──────── Records for this exercise

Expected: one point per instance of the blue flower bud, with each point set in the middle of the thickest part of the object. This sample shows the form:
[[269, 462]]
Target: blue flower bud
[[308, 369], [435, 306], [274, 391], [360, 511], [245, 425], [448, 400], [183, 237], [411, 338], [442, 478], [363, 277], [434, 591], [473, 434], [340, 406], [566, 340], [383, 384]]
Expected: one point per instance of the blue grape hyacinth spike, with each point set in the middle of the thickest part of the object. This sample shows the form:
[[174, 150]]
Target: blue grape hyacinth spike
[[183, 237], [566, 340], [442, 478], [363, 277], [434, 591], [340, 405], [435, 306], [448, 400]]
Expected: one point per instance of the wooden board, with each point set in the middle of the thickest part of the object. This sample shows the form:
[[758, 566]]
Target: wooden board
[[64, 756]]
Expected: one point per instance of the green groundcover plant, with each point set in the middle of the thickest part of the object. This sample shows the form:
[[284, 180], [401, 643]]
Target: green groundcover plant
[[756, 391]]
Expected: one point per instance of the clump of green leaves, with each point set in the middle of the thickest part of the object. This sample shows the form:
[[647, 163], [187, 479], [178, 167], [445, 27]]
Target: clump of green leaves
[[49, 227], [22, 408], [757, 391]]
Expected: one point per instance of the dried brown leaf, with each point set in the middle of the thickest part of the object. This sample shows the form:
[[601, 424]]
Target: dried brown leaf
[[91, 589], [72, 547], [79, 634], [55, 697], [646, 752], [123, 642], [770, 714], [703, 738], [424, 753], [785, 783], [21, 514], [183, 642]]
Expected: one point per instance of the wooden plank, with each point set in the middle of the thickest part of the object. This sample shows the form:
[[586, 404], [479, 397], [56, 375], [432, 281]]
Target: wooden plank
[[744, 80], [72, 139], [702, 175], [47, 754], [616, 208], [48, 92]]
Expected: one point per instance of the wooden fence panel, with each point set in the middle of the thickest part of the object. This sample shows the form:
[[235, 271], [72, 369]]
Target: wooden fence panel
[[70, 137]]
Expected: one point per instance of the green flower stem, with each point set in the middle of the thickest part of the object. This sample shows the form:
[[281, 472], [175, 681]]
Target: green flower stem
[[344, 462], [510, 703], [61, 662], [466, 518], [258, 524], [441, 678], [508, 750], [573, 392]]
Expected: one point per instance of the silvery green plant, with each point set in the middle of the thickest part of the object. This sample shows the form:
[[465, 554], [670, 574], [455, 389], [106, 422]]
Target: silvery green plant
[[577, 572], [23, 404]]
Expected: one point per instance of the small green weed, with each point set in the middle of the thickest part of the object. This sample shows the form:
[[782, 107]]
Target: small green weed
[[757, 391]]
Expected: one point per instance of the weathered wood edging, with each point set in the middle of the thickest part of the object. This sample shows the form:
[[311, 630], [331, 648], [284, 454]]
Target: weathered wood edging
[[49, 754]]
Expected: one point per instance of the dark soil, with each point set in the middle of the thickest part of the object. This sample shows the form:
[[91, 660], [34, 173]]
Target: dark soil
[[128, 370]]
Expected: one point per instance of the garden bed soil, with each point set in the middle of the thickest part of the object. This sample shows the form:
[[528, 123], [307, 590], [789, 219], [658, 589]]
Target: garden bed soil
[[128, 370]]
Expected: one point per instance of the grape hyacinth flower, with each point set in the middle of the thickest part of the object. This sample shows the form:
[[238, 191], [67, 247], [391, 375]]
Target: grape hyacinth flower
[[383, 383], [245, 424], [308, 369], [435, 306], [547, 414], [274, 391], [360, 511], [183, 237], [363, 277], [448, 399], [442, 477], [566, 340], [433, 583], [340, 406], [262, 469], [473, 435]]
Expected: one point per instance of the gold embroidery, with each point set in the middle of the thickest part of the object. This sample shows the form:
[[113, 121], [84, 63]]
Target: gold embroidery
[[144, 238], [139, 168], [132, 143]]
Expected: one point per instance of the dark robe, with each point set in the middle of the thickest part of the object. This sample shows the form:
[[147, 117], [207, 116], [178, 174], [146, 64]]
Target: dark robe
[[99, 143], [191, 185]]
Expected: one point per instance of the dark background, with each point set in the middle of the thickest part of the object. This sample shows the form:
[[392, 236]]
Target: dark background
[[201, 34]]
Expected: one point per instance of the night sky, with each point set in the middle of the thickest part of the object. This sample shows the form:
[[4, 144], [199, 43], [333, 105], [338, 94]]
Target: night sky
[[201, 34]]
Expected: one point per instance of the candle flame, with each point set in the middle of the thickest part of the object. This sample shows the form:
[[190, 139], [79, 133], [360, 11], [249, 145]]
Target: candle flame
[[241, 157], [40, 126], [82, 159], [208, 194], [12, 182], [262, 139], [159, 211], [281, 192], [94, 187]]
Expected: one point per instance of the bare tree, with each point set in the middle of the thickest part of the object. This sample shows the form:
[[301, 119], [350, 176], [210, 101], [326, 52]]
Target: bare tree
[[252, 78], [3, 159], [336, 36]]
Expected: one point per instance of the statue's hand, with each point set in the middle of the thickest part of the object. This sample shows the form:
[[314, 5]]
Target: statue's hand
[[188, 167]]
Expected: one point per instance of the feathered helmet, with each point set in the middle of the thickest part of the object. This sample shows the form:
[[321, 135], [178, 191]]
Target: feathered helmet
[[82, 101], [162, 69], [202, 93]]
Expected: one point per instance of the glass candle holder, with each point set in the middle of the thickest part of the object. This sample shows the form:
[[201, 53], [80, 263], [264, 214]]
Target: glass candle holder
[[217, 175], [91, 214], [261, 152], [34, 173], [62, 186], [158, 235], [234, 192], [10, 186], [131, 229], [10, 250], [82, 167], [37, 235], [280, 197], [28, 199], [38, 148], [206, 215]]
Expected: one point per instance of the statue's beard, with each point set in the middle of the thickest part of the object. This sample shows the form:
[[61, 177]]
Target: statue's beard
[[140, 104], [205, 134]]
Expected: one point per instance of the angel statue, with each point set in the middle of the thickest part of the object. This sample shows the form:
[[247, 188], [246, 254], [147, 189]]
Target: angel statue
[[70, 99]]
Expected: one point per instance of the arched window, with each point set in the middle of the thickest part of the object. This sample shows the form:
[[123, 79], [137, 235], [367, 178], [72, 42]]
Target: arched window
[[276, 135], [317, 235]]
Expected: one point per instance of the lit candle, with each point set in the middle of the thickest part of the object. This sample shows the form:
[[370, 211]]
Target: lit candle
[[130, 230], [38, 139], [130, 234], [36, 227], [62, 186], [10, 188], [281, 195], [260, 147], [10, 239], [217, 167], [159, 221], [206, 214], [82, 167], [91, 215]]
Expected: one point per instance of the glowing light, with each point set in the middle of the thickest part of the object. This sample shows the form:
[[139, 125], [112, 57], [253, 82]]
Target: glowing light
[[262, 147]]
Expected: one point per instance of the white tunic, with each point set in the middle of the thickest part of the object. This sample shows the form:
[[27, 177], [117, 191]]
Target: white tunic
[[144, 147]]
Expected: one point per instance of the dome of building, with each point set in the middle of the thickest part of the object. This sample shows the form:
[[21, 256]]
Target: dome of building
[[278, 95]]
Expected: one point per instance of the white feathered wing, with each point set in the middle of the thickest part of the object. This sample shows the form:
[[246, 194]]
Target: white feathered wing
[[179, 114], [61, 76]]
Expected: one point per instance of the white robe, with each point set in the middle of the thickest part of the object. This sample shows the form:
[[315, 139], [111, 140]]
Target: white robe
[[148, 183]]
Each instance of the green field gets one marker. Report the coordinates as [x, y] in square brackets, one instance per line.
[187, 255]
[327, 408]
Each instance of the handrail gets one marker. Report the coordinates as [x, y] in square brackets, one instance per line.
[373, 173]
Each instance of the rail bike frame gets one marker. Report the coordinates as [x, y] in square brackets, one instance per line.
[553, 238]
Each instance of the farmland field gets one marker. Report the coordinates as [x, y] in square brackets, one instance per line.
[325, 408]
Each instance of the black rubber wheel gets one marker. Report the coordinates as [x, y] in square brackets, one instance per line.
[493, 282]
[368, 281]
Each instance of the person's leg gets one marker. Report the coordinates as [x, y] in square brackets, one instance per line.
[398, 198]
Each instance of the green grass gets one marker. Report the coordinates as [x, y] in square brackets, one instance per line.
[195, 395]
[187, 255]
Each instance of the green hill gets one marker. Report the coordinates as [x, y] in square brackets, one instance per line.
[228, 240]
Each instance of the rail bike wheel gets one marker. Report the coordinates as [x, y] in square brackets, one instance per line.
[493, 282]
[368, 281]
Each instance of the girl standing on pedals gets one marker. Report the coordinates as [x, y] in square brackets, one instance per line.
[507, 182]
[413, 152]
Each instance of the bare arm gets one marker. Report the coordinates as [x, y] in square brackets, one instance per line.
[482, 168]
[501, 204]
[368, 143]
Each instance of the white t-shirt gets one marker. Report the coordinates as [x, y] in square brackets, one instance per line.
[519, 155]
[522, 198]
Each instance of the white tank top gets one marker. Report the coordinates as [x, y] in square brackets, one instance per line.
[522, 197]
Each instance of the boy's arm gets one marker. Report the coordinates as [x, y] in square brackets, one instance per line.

────────────────

● Goal
Reproduce the lines starting with the line that contains "Expected: one point per instance of the feathered" and going on through the line that contains "[[82, 101], [162, 69], [202, 93]]", substituting "plumed helmet" for "feathered helmet" and leaving all else unchanged.

● The reply
Expected: one point per instance of the plumed helmet, with each point set in the middle of the thickest part of the object. This sample shows the form:
[[321, 135], [178, 191]]
Target: plumed helmet
[[82, 101], [162, 69], [202, 93]]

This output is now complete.